▶ EXERCISE AIM: Nothing but the lines from the one containing "Would you kindly put a point on the overcast" through the one containing "point(371, 7)", both included, should be given again, each exactly as written below.

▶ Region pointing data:
·····

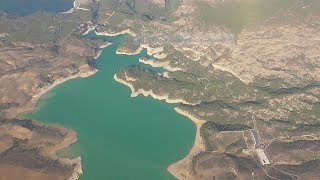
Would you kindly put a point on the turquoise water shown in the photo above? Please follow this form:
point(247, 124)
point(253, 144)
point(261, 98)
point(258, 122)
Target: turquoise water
point(26, 7)
point(119, 137)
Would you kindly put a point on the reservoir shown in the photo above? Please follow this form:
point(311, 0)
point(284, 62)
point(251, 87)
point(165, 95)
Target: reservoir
point(27, 7)
point(119, 137)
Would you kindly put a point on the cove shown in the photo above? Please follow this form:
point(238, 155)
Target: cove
point(119, 137)
point(27, 7)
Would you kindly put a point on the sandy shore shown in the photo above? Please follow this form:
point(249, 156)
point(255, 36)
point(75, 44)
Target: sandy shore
point(150, 93)
point(155, 52)
point(182, 169)
point(159, 64)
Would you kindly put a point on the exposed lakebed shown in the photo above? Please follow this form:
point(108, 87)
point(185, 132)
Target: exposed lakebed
point(119, 137)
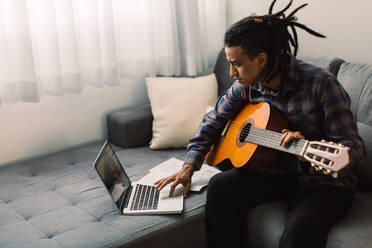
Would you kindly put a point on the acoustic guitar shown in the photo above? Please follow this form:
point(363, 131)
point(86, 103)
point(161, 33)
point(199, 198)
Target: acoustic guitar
point(252, 140)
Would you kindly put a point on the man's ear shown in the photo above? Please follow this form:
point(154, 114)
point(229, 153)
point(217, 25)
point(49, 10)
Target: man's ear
point(262, 58)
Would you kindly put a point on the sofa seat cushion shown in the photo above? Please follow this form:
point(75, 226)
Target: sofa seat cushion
point(59, 201)
point(266, 225)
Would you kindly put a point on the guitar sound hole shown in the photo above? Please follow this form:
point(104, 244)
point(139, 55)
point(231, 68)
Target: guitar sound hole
point(244, 132)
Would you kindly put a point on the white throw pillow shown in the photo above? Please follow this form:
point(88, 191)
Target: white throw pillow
point(178, 106)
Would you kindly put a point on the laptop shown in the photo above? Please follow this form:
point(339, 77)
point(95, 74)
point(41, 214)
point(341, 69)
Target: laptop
point(133, 198)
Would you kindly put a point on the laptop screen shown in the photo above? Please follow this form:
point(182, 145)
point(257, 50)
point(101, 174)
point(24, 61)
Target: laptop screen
point(112, 173)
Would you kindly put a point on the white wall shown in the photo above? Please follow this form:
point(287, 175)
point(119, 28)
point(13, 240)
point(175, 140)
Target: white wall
point(33, 129)
point(347, 25)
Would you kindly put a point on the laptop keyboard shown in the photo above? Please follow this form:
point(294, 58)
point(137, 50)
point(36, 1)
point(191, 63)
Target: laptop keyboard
point(145, 198)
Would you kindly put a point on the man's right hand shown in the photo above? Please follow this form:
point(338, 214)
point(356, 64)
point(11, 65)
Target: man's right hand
point(183, 176)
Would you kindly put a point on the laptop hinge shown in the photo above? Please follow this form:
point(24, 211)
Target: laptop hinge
point(126, 198)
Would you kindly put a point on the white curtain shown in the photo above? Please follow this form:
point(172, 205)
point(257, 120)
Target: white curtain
point(52, 47)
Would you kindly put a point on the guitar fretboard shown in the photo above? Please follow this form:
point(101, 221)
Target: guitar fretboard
point(272, 139)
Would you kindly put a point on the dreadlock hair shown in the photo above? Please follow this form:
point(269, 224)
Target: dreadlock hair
point(269, 33)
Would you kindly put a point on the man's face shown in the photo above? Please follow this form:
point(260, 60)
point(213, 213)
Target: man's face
point(247, 71)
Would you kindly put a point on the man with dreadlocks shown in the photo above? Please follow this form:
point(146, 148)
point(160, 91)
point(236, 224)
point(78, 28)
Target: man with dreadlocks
point(259, 49)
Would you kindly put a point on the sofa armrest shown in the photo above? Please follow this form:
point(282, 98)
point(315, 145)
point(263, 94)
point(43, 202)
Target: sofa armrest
point(130, 126)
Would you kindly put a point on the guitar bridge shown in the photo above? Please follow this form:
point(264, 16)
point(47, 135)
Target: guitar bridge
point(226, 128)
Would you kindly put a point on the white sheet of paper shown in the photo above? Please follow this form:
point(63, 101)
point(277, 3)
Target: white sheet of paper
point(199, 180)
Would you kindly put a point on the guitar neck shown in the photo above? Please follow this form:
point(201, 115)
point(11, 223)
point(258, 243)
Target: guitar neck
point(272, 139)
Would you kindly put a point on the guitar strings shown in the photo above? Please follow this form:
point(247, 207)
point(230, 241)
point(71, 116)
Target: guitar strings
point(265, 137)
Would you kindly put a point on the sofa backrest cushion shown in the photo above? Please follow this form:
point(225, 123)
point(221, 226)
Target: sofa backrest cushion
point(357, 81)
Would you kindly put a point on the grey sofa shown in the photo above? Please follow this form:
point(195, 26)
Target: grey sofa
point(58, 201)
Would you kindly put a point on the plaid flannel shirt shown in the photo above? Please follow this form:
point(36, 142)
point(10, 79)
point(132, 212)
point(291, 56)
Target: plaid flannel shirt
point(315, 104)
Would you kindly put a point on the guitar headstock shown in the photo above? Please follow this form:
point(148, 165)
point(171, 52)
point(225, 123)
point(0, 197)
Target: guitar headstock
point(327, 157)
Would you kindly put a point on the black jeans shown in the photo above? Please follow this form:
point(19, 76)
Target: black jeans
point(309, 218)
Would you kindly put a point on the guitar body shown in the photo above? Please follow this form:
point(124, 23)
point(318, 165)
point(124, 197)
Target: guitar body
point(231, 151)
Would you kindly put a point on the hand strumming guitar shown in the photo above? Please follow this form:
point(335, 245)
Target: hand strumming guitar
point(288, 136)
point(183, 176)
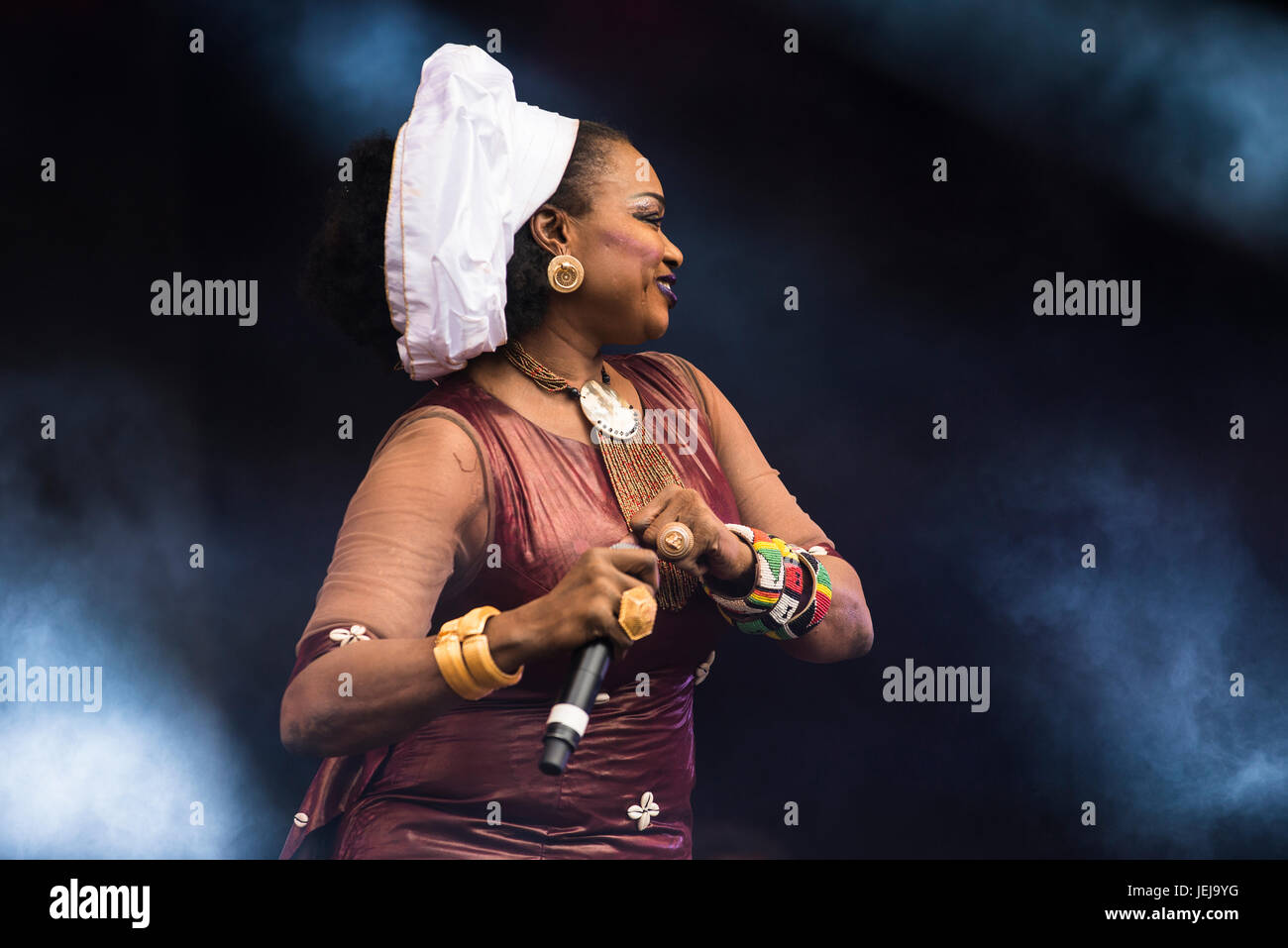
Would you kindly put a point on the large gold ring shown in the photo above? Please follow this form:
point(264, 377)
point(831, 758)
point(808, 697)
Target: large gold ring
point(636, 612)
point(675, 541)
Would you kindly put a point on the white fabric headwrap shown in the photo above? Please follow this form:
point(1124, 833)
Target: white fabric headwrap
point(471, 166)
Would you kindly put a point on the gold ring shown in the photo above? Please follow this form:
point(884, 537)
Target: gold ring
point(675, 541)
point(636, 612)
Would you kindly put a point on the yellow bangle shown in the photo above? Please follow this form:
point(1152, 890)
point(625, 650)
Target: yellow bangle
point(478, 652)
point(465, 659)
point(451, 664)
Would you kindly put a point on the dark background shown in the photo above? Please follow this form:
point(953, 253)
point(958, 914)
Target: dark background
point(809, 168)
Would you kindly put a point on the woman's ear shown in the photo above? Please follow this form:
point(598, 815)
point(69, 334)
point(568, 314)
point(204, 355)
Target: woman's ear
point(552, 228)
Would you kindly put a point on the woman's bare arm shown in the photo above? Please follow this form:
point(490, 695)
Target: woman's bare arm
point(420, 511)
point(765, 502)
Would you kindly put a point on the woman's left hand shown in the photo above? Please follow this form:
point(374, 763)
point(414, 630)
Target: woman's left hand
point(717, 554)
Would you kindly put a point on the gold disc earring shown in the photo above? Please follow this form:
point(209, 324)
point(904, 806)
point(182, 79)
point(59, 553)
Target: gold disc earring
point(566, 273)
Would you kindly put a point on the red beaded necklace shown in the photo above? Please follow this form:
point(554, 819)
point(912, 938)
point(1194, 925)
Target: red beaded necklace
point(636, 467)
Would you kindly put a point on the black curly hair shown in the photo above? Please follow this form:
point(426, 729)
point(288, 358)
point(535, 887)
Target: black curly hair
point(344, 274)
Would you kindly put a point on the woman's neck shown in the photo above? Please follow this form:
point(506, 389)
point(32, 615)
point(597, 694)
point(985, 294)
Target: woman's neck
point(566, 353)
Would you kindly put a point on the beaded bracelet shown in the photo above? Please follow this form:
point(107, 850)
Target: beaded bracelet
point(778, 605)
point(778, 596)
point(777, 574)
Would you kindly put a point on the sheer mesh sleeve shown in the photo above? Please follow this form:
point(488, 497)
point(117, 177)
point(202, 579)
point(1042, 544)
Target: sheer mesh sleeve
point(419, 522)
point(763, 498)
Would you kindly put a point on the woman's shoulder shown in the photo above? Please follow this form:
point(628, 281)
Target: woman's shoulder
point(684, 377)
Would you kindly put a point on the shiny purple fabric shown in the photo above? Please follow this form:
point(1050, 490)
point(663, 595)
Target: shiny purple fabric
point(467, 785)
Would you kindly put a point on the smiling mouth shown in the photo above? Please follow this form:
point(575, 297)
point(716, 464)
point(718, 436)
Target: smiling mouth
point(666, 291)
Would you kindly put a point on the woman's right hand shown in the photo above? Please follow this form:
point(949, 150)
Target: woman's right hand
point(584, 605)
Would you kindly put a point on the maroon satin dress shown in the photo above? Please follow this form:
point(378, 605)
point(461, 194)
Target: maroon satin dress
point(467, 784)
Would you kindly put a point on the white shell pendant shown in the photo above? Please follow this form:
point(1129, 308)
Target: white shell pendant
point(606, 412)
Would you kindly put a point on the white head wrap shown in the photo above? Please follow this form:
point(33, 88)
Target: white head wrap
point(471, 166)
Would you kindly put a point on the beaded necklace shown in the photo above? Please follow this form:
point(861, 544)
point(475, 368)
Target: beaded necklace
point(636, 467)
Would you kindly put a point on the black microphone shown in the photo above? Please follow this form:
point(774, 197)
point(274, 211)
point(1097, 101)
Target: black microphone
point(568, 719)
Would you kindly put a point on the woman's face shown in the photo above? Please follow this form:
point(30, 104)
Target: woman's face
point(626, 257)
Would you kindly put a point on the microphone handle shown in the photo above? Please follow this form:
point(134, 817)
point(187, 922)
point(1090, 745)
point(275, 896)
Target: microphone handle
point(568, 719)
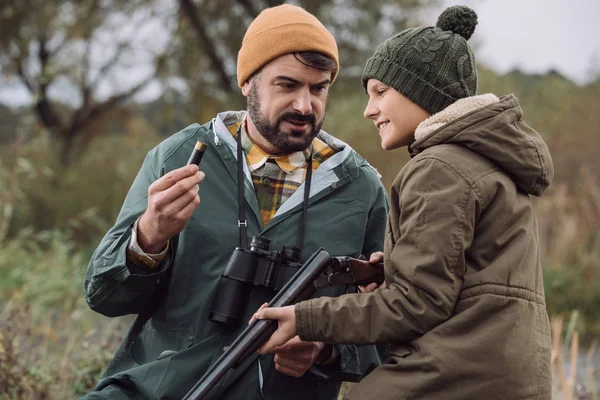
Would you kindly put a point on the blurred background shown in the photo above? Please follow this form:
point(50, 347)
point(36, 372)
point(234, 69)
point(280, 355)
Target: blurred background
point(88, 87)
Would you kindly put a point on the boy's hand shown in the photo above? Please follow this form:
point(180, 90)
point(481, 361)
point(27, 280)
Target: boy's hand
point(286, 319)
point(295, 357)
point(375, 258)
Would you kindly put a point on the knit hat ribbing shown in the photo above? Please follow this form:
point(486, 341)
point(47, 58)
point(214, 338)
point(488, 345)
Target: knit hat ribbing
point(432, 66)
point(281, 30)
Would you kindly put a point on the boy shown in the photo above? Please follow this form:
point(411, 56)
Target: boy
point(464, 310)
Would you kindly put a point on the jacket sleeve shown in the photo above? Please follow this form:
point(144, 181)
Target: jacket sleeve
point(434, 214)
point(113, 286)
point(375, 229)
point(354, 362)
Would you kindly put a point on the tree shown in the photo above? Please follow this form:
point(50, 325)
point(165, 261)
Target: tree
point(73, 56)
point(211, 32)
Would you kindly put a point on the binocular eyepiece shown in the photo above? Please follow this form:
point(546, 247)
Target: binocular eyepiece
point(246, 269)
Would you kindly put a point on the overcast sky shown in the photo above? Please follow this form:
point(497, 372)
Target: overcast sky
point(537, 35)
point(533, 35)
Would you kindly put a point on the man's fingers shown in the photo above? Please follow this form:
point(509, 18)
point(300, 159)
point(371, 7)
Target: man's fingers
point(184, 214)
point(295, 344)
point(177, 205)
point(254, 315)
point(273, 342)
point(179, 188)
point(376, 257)
point(269, 313)
point(168, 180)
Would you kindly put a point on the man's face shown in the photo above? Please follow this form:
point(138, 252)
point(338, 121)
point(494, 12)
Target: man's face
point(286, 103)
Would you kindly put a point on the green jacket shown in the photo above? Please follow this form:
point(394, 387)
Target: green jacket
point(346, 216)
point(465, 309)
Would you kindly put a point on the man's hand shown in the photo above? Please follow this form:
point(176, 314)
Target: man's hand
point(375, 258)
point(172, 200)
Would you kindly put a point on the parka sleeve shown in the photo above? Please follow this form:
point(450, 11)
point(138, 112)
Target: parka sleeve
point(375, 229)
point(113, 286)
point(430, 229)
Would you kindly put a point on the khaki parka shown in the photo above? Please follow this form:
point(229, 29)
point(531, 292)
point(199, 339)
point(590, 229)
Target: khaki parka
point(464, 311)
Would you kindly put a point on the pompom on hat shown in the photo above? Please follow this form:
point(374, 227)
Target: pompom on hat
point(281, 30)
point(431, 66)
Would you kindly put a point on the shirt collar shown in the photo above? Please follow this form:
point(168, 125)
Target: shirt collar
point(256, 157)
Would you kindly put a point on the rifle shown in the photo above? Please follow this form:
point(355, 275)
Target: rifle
point(320, 270)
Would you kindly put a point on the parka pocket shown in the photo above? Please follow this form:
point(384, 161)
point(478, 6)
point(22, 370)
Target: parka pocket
point(399, 351)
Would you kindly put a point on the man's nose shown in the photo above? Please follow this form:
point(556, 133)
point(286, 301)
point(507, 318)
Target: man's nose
point(303, 102)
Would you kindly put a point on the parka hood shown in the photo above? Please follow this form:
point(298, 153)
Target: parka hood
point(492, 128)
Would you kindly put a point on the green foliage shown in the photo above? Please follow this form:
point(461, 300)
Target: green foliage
point(51, 344)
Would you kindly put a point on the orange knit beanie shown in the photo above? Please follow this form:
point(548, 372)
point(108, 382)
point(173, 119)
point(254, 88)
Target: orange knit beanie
point(282, 30)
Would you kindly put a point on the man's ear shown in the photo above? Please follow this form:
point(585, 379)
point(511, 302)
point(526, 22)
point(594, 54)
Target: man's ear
point(246, 88)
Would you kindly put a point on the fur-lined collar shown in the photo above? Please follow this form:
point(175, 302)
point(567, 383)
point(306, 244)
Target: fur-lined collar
point(453, 112)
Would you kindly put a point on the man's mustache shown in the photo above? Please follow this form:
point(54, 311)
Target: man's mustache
point(297, 117)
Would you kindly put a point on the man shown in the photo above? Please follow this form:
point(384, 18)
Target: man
point(165, 255)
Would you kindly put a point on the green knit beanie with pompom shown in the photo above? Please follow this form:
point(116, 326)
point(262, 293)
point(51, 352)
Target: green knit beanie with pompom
point(432, 66)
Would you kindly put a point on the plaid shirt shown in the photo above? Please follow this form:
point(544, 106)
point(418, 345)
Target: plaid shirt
point(276, 178)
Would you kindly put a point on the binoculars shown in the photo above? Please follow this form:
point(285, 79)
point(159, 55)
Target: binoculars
point(246, 269)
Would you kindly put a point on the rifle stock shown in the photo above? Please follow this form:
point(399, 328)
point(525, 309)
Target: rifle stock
point(298, 288)
point(311, 276)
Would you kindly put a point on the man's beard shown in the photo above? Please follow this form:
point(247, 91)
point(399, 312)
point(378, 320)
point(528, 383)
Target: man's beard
point(272, 132)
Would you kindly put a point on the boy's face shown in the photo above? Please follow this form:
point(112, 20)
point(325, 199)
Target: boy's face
point(286, 104)
point(395, 116)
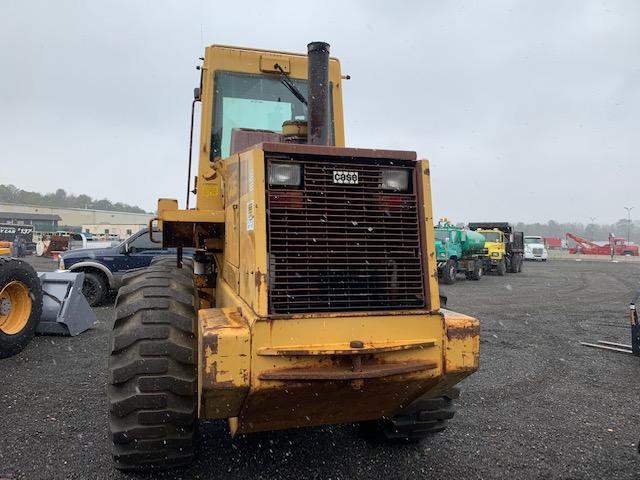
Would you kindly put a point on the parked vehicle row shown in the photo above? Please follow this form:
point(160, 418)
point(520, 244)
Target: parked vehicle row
point(477, 249)
point(105, 267)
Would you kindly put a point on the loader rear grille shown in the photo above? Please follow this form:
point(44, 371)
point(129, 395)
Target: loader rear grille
point(337, 247)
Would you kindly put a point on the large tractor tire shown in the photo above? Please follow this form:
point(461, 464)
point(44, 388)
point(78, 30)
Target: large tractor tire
point(20, 305)
point(95, 288)
point(419, 420)
point(449, 272)
point(152, 387)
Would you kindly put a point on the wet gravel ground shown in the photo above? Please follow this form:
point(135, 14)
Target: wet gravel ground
point(542, 406)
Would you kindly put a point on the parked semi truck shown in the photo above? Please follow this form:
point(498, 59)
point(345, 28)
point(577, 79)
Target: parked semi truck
point(458, 250)
point(504, 247)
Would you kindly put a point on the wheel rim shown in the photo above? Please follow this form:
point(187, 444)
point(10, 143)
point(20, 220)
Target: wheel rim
point(15, 307)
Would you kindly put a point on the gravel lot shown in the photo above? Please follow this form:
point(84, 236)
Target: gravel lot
point(542, 406)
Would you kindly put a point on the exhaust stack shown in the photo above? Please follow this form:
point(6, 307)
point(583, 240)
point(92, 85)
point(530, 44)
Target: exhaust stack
point(318, 102)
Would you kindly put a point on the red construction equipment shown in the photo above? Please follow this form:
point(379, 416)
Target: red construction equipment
point(587, 247)
point(553, 243)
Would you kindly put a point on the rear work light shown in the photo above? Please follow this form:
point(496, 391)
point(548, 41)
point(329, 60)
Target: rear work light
point(284, 174)
point(396, 180)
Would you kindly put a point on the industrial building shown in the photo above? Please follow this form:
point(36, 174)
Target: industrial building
point(110, 230)
point(57, 218)
point(46, 222)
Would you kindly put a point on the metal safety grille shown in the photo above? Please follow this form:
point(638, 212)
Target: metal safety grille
point(342, 247)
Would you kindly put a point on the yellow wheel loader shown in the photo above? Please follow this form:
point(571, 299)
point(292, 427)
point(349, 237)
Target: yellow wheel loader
point(312, 297)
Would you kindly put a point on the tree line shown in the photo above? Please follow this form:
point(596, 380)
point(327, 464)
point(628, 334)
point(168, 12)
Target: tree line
point(62, 199)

·····

▶ YOUR SOLUTION:
Would you kindly put a point on the overcast sky shown in the photo above? Please follow this form:
point(497, 372)
Target: overcast sky
point(537, 35)
point(533, 35)
Would you kindly put a point on the man's fingers shown in the photo above? Please follow this form:
point(509, 18)
point(300, 159)
point(371, 7)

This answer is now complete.